**Exercise 1:**
Reproduce the passage of the Rohingya text from "Once bustling villages" up to and including "the Myanmar government.", word for word.
**Exercise 2:**
Write the next part of the Rohingya text, picking up right after its last sentence.

Desolation - Jansem
The Rohingya people historically also termed Arakanese Indians are a stateless Indo-Aryan people from Rakhine
State, Myanmar. An estimated 1.3 million Rohingyas are residents of Myanmar, while
another 1.5 million form a diaspora, with many refugees. The majority are Muslim while a minority are
Hindu. They are described by the United
Nations in 2013 as one of the most persecuted minorities in the world. UN
officials and HRW have described Myanmar's persecution of the Rohingya as
ethnic cleansing, while there have been warnings of an unfolding genocide.
Once bustling villages in Maungdaw, Northern Rakhine State,
are now eerily-silent ghost towns, littered with animal carcasses and charred
or smoldering houses. This is a result of a spate of arson incidents following
an attack on Aug 25, dubbed “Black Friday” by the Myanmar government.
While the persecution of the Rohingya people is several
decades old, the latest round of violence began on August 25 suspiciously close
to the Solar Eclipse of August 21.
A chart for the eclipse at Maungdaw has Neptune
on the MC in a paran square with Saturn on the descendant. The geocentric
waning square between Saturn-Neptune took place in 2015-16. However, the paran
square at Maungdaw at the solar eclipse
has re-energized the waning square giving it a new lease of life. It is
therefore important to understand what the Saturn-Neptune cycle stands for.

**Data section:**
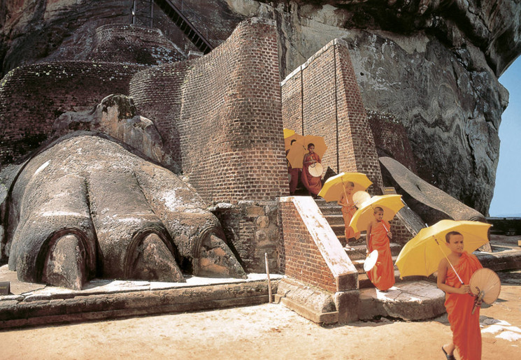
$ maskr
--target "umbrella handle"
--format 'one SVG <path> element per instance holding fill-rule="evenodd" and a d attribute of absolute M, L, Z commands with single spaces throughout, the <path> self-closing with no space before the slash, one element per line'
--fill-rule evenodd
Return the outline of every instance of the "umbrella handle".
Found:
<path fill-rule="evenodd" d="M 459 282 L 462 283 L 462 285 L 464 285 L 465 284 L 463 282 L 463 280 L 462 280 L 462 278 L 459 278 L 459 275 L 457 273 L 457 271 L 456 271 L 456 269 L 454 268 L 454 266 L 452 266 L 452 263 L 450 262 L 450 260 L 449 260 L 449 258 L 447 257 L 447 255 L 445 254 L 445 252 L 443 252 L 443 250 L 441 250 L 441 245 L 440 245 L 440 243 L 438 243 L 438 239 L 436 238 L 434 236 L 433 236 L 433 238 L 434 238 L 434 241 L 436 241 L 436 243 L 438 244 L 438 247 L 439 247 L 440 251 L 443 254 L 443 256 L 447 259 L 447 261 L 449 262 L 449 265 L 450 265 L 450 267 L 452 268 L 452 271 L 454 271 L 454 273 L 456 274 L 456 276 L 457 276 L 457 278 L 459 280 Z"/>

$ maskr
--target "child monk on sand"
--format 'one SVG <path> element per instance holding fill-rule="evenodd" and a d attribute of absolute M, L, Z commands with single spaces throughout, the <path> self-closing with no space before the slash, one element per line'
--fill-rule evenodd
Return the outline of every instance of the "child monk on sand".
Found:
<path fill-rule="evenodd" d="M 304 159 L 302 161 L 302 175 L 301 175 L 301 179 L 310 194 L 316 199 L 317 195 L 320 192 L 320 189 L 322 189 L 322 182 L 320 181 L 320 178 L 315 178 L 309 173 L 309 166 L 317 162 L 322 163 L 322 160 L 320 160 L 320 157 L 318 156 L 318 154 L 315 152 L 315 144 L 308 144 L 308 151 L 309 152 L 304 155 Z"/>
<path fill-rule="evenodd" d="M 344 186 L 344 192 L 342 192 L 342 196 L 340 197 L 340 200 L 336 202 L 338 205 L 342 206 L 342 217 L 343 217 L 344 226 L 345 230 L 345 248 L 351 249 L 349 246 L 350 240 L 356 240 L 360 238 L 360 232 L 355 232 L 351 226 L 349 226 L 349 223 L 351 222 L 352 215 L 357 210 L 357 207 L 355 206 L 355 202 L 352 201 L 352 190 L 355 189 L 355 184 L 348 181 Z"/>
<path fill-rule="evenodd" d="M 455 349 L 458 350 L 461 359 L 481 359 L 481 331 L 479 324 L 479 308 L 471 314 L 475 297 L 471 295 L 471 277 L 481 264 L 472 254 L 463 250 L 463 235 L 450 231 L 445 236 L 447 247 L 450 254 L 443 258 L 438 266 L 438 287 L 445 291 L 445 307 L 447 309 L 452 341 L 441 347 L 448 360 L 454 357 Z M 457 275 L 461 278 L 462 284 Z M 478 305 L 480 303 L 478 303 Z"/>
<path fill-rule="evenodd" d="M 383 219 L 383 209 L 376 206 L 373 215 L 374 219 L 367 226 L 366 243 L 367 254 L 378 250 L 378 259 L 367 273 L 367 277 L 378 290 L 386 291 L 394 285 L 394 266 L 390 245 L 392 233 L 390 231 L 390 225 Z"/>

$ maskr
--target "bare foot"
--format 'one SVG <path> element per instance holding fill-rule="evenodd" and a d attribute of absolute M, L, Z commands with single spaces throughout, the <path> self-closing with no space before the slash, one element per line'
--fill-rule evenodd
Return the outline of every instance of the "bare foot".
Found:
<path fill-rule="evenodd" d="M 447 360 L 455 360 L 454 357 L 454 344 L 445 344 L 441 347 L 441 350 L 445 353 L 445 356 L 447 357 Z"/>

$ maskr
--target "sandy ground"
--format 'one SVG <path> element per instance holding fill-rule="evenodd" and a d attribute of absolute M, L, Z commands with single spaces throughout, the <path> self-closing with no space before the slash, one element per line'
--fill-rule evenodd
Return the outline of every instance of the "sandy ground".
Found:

**Exercise result 1:**
Once bustling villages in Maungdaw, Northern Rakhine State,
are now eerily-silent ghost towns, littered with animal carcasses and charred
or smoldering houses. This is a result of a spate of arson incidents following
an attack on Aug 25, dubbed “Black Friday” by the Myanmar government.

**Exercise result 2:**
Nick Fiorenza in his essay Sociopolitical
& Personal Explorations 2016-2020 writes:
In general, a Saturn-Neptune cycle is about
the structuring of our ideologies into concretized form, whether those structures
are beliefs that uphold and defend those ideologies, or physical constructs we
build in our lives. It is also about the structuring of, as well as
constrictions about, society's ideologies and sociopolitical orders. When
Saturn and Neptune conjoin and initiate a new synodic cycle, as occurred in
1989, two primary things occur. Neptune wants to dissolve Saturn's previous
constructs and segregations into universality, and Saturn wants to solidify the
visions and ideals inspired by Neptune into societal structure, ideals which
had been gestating from the previous cycle, in essence wanting to birth a new
sociopolitical order as the cycle begins. This energetic can also accentuate
resistance from long-established sociopolitical structures to any new ideologies
trying to emerge. Thus, a Saturn-Neptune synthesis can still result in the
formation of new religious or political dogmas, their rules and regulations,
and their idealistic followings. Nonetheless, the sequence of Saturn-Neptune
cycles impel a progression in society's values and ideologies, albeit a slow
progression in Saturn's slow and methodical tempo, and a progression tempered
by the overall level of true spiritual awareness of the masses.
In the sociopolitical
arena, Saturn-Neptune cycles are about the ebb and flow of more conservative,
controlling and authoritarian ideals. Our opportunity as we enter and move
into the last quarter of this cycle is to first recognize that the structures
we have created in our lives and the limits those structures impose are the
solidification of ideologies we began to formulate starting in 1989. It impels
us to begin to consciously make changes in our lives based upon realizations we
have had about what did and did not work in practicality throughout the
previous manifestation quarter of the cycle; i.e., from 2007 until now. The
summation of these realizations may now emerge throughout this geocentric
square (2015-16) as impulses arising from within self that tell us, we need to
change. Simply, the structures we have built in our lives and in the world can
no longer support our shifting ideologies.
About Pisces, the sign Neptune occupies on the MC, Dane
Rudhyar wrote:
Pisces is an era of
storms and of wholesale disintegration. But Piscean winds of destiny may impel
men of vision and courage to discover many a "new world," as much as
they do destroy or suffocate the many who stubbornly resist change. Pisces is
an era of often sharp and violent repolarization. It is an era of purgation and
cleansing.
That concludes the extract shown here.